┌────────
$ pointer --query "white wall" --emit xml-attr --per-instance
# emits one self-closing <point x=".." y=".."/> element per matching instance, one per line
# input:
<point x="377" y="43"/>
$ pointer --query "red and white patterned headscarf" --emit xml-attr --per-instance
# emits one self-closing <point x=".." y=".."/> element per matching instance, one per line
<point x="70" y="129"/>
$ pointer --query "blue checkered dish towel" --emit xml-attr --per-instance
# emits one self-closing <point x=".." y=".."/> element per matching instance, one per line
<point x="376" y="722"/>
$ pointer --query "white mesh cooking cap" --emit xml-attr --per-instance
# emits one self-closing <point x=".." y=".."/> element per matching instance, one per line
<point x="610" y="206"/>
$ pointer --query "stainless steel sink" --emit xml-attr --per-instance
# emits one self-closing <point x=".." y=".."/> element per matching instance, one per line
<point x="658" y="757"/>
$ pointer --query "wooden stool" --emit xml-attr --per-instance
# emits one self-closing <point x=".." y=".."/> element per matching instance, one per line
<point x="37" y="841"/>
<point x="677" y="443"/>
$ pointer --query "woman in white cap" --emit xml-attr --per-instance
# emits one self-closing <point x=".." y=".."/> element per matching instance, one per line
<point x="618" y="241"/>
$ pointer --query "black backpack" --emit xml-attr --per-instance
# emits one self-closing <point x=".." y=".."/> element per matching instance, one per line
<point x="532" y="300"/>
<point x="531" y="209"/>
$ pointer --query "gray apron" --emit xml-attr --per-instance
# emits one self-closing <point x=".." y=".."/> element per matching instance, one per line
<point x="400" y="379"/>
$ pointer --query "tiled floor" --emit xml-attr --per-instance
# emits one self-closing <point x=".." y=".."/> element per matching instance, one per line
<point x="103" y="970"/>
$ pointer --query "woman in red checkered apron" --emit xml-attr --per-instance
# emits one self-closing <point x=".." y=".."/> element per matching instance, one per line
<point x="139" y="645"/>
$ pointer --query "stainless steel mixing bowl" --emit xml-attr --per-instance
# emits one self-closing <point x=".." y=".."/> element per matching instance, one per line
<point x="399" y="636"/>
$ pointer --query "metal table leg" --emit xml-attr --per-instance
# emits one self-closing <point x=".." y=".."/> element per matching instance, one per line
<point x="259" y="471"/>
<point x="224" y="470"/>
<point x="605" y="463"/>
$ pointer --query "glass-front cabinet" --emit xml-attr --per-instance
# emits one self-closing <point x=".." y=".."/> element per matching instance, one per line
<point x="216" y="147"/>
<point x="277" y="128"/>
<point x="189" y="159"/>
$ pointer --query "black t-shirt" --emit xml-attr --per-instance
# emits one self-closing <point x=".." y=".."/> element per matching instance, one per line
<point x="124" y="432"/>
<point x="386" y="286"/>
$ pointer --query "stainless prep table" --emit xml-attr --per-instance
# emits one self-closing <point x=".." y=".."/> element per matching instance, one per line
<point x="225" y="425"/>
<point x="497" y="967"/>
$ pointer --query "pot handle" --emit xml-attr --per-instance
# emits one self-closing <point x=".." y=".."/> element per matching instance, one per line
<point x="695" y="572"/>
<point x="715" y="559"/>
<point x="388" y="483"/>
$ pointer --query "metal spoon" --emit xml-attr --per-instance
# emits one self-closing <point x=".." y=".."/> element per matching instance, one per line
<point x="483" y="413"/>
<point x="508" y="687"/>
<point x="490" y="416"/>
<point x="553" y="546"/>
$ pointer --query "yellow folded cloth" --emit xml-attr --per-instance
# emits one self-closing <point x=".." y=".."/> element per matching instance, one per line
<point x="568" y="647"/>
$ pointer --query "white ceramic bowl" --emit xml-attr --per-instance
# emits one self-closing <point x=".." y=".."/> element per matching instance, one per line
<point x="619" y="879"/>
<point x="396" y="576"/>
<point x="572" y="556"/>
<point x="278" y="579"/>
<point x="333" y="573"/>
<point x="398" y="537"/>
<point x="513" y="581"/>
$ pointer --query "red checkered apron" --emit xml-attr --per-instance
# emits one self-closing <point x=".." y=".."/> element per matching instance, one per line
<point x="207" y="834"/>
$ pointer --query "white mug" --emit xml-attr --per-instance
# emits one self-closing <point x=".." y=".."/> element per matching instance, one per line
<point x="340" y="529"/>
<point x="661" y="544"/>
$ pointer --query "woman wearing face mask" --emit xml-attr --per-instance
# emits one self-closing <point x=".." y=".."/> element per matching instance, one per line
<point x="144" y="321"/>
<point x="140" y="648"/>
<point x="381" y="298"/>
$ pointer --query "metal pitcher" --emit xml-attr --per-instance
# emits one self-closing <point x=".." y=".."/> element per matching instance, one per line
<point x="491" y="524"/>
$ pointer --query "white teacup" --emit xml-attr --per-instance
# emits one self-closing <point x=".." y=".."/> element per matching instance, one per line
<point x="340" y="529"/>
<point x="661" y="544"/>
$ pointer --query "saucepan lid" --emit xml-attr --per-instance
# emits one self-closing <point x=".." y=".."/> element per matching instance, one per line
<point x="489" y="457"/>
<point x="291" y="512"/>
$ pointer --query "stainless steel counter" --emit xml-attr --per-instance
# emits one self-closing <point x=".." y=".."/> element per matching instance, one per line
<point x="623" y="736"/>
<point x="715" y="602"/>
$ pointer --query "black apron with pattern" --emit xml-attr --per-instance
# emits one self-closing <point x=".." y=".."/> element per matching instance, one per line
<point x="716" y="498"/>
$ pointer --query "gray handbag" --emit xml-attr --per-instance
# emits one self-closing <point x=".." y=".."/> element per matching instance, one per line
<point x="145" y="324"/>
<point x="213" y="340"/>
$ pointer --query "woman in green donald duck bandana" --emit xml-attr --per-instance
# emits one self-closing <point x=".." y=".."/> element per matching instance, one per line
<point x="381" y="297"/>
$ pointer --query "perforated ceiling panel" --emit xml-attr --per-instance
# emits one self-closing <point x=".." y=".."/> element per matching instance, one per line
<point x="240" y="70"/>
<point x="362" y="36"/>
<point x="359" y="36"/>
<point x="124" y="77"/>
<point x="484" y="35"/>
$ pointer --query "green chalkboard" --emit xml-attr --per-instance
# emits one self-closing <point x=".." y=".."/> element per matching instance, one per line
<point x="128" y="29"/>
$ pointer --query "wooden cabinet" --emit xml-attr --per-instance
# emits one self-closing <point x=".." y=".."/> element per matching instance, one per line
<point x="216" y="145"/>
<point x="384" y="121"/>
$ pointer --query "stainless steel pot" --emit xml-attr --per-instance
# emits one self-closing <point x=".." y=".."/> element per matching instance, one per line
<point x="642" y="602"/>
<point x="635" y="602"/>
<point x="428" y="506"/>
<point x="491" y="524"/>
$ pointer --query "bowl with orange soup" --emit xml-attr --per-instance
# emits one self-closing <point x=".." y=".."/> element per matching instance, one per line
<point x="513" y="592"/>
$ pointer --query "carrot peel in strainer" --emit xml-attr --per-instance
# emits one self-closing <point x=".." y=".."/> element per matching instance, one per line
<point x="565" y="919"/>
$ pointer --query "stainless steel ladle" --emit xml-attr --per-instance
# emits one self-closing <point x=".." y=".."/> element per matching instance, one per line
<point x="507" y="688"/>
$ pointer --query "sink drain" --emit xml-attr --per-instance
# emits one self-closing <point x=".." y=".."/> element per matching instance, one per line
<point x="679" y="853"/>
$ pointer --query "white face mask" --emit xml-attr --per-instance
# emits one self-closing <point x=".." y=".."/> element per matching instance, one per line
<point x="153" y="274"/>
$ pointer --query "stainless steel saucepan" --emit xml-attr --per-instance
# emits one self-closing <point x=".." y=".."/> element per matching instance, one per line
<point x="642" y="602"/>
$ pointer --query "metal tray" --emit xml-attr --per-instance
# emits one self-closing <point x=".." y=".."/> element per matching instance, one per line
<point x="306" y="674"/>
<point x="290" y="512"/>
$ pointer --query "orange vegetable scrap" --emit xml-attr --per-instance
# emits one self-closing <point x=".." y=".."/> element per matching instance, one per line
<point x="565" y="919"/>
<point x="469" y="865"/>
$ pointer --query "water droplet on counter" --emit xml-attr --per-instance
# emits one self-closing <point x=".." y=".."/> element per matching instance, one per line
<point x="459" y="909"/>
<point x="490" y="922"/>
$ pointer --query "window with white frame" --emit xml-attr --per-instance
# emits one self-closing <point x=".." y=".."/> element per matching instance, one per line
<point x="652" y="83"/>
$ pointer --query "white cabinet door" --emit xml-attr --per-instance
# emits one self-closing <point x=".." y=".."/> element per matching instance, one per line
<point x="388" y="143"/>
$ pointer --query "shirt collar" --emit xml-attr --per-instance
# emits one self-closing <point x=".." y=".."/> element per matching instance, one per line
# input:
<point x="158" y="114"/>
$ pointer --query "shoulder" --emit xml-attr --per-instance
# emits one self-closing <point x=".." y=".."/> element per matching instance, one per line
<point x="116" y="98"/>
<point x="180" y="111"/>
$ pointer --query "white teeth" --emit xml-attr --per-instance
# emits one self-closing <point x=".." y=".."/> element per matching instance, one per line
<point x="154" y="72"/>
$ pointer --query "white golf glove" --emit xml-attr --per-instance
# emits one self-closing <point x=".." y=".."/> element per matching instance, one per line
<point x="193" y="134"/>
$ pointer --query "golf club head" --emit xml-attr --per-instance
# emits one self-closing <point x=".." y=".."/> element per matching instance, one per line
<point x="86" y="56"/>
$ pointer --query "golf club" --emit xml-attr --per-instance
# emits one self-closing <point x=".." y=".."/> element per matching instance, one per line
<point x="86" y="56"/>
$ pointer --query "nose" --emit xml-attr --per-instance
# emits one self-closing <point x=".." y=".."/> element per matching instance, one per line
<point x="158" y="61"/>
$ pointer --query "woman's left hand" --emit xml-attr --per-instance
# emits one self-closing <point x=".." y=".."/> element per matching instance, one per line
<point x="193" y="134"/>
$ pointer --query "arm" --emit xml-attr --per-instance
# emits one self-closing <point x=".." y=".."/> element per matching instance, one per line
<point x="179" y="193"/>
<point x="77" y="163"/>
└────────
TASK: Pull out every line in the listing that contains the word "cabinet", and copy each one as it appears.

THE OUTPUT:
$ pointer --query "glass-front cabinet" --emit xml-attr --per-instance
$ pointer --query "wooden cabinet" --emit xml-attr --per-instance
$ pointer --query "white cabinet door" --emit xml-attr --per-instance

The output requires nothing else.